Data entries =
----------------

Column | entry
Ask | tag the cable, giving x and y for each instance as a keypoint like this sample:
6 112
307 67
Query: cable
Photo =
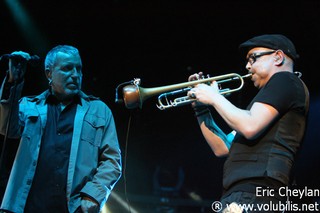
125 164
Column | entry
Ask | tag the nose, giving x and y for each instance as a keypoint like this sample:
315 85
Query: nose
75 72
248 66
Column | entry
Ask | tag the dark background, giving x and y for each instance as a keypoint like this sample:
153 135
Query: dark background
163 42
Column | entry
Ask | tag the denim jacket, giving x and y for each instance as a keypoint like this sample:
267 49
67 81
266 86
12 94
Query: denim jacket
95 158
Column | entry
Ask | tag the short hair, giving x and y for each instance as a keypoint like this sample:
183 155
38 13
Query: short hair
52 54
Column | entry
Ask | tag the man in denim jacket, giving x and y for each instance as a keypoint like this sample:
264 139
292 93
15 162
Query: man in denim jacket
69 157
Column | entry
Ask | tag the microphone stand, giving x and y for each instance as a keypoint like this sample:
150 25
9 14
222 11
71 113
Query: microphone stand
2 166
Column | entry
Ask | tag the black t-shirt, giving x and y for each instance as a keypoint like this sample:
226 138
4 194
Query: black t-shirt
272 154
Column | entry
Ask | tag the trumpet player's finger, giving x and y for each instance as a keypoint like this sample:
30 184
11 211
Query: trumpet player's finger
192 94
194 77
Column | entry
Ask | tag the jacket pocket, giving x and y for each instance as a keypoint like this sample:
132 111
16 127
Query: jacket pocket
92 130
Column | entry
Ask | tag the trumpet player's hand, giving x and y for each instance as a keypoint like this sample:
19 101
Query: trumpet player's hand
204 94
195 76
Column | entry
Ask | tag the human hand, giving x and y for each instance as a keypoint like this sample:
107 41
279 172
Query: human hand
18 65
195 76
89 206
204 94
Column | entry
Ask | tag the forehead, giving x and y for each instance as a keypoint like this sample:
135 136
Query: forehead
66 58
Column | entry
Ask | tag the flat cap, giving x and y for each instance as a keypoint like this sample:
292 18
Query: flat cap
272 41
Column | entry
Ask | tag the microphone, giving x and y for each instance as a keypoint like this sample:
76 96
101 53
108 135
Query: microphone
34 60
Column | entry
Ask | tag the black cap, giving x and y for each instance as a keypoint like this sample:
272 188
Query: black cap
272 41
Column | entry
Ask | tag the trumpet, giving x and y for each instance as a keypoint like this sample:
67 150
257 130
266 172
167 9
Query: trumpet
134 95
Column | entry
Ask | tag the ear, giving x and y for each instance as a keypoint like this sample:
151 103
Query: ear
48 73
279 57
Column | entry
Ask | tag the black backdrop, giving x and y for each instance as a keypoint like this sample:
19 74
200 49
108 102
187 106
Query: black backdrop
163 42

----------------

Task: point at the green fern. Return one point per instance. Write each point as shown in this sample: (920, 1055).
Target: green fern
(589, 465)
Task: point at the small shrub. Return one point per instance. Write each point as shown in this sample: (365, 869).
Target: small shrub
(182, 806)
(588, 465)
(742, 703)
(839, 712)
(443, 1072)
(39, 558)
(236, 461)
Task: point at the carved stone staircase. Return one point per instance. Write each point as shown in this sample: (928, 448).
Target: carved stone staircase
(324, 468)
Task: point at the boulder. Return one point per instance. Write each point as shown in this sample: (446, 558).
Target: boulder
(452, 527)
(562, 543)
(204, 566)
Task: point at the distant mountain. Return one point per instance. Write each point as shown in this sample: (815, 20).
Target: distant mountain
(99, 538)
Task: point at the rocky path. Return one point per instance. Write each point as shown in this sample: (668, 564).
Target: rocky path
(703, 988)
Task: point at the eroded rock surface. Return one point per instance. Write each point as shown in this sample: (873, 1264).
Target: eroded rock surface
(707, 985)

----------------

STATED EXERCISE =
Show each line of the data above that contains the string "shirt", treating case as significant.

TASK RESPONSE =
Ask | tag the black t-shirt, giving x and y for each instance as a keypoint like this sample:
Query: black t-shirt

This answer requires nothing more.